→ **Aim of the exercise**
Exactly the lines from the one holding "In this exercise you will locate the fence" through the final line of the data are wanted, copied as written.
##### Information provided #####
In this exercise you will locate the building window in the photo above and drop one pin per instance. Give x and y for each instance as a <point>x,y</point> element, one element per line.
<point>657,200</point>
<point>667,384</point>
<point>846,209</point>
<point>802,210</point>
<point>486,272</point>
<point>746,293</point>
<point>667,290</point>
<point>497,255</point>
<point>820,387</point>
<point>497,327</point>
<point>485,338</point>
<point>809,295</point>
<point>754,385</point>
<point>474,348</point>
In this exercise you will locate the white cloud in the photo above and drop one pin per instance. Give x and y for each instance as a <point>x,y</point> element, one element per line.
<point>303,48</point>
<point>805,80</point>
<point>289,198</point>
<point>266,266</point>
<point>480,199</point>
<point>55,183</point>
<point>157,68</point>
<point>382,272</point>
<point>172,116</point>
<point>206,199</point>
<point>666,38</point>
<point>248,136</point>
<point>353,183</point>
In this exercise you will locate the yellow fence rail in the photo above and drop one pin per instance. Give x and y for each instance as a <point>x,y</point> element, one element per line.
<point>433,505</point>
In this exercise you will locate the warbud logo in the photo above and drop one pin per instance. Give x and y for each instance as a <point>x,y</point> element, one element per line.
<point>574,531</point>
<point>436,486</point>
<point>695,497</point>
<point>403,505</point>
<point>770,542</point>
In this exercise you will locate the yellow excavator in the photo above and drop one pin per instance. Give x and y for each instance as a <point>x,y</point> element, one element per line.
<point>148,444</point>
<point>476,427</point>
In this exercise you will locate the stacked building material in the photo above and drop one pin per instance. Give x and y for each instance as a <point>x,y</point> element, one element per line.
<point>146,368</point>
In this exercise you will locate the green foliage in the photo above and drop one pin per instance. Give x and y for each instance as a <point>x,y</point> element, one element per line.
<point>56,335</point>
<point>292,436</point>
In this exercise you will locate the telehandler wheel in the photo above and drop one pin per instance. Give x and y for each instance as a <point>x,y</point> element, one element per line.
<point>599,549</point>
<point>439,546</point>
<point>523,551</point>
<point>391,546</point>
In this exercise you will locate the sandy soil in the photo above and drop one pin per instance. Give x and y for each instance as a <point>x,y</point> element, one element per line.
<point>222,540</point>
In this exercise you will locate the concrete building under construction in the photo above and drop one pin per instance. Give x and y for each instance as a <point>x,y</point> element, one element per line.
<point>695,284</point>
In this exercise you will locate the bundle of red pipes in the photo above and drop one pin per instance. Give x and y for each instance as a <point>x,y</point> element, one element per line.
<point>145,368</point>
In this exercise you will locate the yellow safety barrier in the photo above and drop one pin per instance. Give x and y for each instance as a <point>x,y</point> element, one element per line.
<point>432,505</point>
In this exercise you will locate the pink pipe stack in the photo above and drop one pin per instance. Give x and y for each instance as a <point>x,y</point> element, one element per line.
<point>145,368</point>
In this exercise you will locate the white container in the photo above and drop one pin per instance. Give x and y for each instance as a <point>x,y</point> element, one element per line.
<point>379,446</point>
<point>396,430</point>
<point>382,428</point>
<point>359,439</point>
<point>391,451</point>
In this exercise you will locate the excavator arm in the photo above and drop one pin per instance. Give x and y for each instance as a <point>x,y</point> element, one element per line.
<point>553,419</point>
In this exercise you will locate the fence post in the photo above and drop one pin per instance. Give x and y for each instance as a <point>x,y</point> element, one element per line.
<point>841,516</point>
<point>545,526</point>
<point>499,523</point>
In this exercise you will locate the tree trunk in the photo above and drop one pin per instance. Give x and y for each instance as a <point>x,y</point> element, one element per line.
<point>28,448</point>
#####
→ **Result of the exercise**
In this exercise you will locate the fence post in the photo above and drop one pin per instance. Give x and y for each instance as a <point>x,y</point> element, one element per line.
<point>841,516</point>
<point>545,526</point>
<point>499,523</point>
In this exercise you will locate the tree trunk in the photo above and drop one pin per instance. Give x and y for each instance as a <point>x,y</point> element, one element per line.
<point>28,448</point>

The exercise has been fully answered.